§ Enunciado da tarefa
Reproduza do texto sobre a obrigatoriedade de apps o excerto que começa em "Em comunicado enviado" e segue até "ler-se no documento.", inclusive.

§ Secção do documento
Em comunicado enviado às redações mas tarde, a associação D3 é mais clara a defender que “apps obrigatórias não pertencem a uma Europa democrática”.

“A obrigação de instalação de uma app, qualquer que seja, é uma intrusão inédita e anti-democrática, digna do autoritarismo chinês e não do modelo europeu de sociedade. Tal obrigatoriedade, a acontecer, estaria em explícita contradição com as recomendações da Autoridade Europeia de Proteção de Dados, com as recomendação da Comissão Europeia, e ainda com as recomendações do Conselho da Europa, no que toca a este tipo de apps”, pode ler-se no documento.

Ricardo Lafuente, vice-presidente da D3, lembra que os cidadãos devem ser livres de instalarem o que entenderem nos seus equipamentos e destaca ainda que “o código-fonte do software utilizado não está publicado na totalidade, pois falta a componente fundamental relativa à parte que é controlada por Google e Apple e cujo funcionamento não conhecemos, é mais que legítimo questionarmo-nos sobre se queremos ou não instalar esta app”, avisa.

§ Dados brutos
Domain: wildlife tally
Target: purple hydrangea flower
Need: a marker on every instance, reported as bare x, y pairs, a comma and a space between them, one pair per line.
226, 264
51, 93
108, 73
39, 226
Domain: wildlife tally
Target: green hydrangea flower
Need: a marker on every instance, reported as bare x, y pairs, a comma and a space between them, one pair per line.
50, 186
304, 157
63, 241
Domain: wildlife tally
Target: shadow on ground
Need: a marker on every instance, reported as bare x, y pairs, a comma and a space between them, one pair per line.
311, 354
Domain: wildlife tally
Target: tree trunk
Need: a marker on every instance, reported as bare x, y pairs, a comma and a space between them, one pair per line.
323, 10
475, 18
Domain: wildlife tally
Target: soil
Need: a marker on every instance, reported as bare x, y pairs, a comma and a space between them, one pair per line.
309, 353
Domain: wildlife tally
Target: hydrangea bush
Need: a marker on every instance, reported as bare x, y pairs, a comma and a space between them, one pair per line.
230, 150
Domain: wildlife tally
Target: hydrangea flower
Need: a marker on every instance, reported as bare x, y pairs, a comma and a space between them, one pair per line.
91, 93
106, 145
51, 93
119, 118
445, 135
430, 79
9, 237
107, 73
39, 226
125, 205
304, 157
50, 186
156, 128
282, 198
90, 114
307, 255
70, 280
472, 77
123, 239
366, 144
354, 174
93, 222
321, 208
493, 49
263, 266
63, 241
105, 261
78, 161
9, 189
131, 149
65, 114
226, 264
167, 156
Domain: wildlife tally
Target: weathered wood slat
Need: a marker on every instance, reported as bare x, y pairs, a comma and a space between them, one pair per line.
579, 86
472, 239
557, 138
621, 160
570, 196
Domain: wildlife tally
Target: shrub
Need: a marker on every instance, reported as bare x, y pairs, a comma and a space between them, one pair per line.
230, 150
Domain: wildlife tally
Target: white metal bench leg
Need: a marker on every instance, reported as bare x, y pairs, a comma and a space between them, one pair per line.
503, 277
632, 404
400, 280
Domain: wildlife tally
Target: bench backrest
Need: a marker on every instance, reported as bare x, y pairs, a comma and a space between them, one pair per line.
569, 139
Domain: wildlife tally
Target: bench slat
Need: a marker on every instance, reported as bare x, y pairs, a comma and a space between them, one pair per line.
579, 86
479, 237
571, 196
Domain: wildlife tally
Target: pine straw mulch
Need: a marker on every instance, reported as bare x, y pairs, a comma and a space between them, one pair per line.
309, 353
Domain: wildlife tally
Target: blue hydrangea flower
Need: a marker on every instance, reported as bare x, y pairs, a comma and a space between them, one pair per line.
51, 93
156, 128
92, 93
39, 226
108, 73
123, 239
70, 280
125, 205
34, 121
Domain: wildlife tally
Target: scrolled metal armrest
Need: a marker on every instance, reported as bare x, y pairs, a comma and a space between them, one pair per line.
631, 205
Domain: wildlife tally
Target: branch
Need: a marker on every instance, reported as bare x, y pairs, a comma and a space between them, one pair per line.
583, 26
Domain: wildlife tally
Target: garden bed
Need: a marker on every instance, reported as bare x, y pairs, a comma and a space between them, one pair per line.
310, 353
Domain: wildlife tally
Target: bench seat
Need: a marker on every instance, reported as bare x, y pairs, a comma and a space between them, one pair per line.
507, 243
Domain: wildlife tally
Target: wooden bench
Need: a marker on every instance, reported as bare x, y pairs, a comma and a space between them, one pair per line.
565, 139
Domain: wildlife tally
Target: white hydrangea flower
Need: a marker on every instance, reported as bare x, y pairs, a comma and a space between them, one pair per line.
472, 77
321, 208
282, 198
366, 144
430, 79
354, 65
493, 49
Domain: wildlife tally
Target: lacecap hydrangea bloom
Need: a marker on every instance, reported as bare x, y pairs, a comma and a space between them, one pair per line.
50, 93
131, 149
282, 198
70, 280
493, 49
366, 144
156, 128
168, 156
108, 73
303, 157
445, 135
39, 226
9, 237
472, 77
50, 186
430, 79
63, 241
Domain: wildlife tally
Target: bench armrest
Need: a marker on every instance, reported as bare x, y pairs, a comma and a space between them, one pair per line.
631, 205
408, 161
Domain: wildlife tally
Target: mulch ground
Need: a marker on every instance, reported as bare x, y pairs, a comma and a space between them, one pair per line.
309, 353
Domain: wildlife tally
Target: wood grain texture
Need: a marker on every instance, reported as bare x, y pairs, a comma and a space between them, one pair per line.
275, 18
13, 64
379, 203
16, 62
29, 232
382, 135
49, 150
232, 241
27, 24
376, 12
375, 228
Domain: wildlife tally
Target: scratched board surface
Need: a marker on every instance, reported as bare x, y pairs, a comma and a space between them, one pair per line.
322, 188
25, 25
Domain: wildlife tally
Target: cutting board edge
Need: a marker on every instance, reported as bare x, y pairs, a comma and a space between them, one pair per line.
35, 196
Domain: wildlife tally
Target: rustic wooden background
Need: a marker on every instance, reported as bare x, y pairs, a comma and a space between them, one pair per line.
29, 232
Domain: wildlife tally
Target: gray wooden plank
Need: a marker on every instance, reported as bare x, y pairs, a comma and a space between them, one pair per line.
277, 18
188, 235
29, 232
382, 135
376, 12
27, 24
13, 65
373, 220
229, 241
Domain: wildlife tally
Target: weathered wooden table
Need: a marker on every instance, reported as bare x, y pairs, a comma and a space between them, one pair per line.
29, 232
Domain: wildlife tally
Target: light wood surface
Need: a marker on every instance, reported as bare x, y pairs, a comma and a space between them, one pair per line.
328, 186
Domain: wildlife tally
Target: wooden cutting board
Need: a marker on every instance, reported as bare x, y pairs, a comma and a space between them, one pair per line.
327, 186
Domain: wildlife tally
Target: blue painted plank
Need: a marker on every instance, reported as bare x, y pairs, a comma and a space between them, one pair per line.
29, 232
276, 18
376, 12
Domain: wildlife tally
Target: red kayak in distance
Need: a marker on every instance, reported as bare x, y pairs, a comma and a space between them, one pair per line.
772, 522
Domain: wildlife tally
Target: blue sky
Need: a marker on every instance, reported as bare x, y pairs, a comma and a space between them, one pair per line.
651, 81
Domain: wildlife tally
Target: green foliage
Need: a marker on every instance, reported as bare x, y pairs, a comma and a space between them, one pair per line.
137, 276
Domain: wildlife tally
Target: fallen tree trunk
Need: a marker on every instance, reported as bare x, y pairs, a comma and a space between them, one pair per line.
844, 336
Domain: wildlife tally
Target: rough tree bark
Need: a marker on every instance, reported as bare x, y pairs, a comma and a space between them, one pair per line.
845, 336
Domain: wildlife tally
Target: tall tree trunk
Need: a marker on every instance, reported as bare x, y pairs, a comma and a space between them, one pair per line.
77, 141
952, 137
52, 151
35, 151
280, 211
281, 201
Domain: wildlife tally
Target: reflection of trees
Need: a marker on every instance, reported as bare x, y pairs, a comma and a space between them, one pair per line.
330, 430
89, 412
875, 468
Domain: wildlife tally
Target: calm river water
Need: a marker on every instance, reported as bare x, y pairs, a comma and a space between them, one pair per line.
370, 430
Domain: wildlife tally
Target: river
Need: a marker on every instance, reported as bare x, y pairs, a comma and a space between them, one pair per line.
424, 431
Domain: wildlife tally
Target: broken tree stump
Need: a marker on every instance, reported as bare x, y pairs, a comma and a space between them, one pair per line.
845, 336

§ Resolução do problema
Em comunicado enviado às redações mas tarde, a associação D3 é mais clara a defender que “apps obrigatórias não pertencem a uma Europa democrática”.

“A obrigação de instalação de uma app, qualquer que seja, é uma intrusão inédita e anti-democrática, digna do autoritarismo chinês e não do modelo europeu de sociedade. Tal obrigatoriedade, a acontecer, estaria em explícita contradição com as recomendações da Autoridade Europeia de Proteção de Dados, com as recomendação da Comissão Europeia, e ainda com as recomendações do Conselho da Europa, no que toca a este tipo de apps”, pode ler-se no documento.